Tuesday, 20 December 2011

Wynford Vaughan-Thomas on: Modern Music

En Dee Three Player

I love my viewpoint.  It's quiet.  All you can hear is the wind creeping over the hills and the occasional bleat of a sheep.  However, it can get a little monotonous.  Especially when you find yourself naming the key in which the nearby sheep are farting.  As ever, Coyote and Roadrunner came to my rescue...and they brought me one of those new-fangled 'En Dee Three' players.  Well.  I was astounded.

They explained to me that I could hear music by putting two little earplugs in and pressing the play button.  I was very dubious indeed.  Where did the stylus go?  How on earth was one supposed to fit one's Rachmaninov LP in such a small gadget?  I had so many questions.

Thankfully, they explained to me that I didn't need to crank it in any way.  I put the funny little earplugs in and was shocked to hear what sounded like a small animal in great pain.  Of course, I was deeply concerned!  Coyote quickly allayed my fears by telling me it was 'James Blunt'.  Now, I must confess that the fellow's voice wasn't to my liking...but I don't think there was any need to call him that.  

They introduced me to some remarkably shocking sounds.  'Wrapping' confused me.  It would seem that nowadays youngsters like to listen to people talking over a piece of music that repeats itself incessantly.  It's akin to listening to a news script being read by someone on pep pills while another person hits a dustbin with a broom handle.  As for 'screamo'...well.  That sounded like my wife when I told her that I'd accidentally put the cat in the washing machine with my smalls.  It was an honest mistake; but my word she really wasn't happy.  The fur rendered my y-fronts completely unwearable; and I'd only had them for three years.  I suppose we must all face these tragedies at some point in our lives.

No.  I wasn't at all impressed by modern-day music.  After another two or three songs my head was pounding and I had to go for a lie-down in a darkened room with a bottle of brandy and a straw.  Give me a good brass band EP any day.  You just can't beat a satisfying, resounding trumpet.

Tuesday, 13 December 2011

Sex, Drugs and Bacon Rolls


Coyote likes it hot and juicy in the studio.  I like it quick and saucy when I'm out and about.

***

__GIVEN EXERCISE A__
In the blog post on modern music, who tells the writer that the sound in the earplugs is "James Blunt"?
__GIVEN EXERCISE B__
Reproduce the part of the blog post on modern music starting at "Wynford Vaughan-Thomas on: Modern" and ending at "players.  Well.  I was astounded.".
Use only the blog post to respond, without drawing on outside knowledge.

__STORED DATA__
***

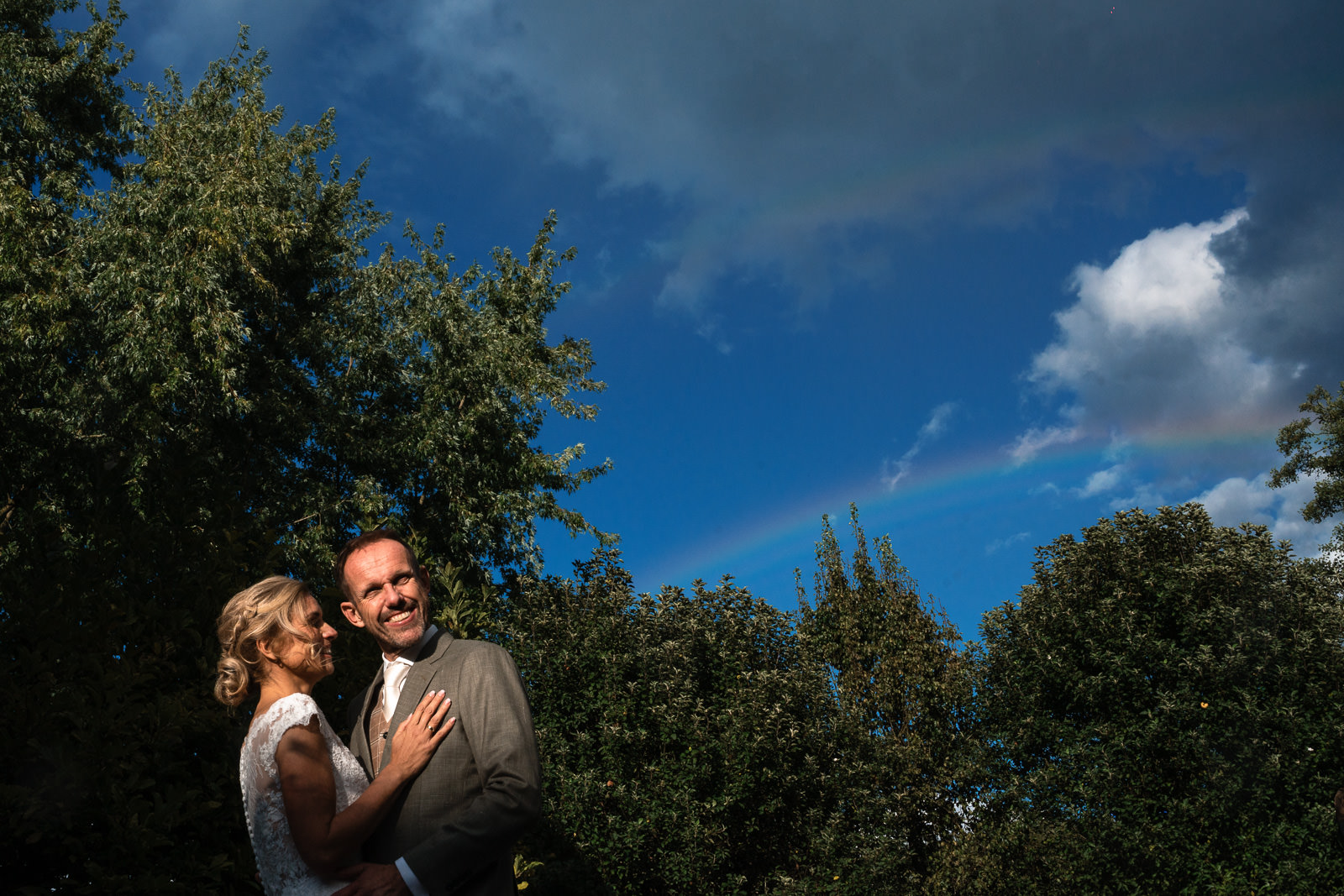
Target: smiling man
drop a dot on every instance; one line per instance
(454, 828)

***

__RESULT A__
Coyote

__RESULT B__
Wynford Vaughan-Thomas on: Modern Music

En Dee Three Player

I love my viewpoint.  It's quiet.  All you can hear is the wind creeping over the hills and the occasional bleat of a sheep.  However, it can get a little monotonous.  Especially when you find yourself naming the key in which the nearby sheep are farting.  As ever, Coyote and Roadrunner came to my rescue...and they brought me one of those new-fangled 'En Dee Three' players.  Well.  I was astounded.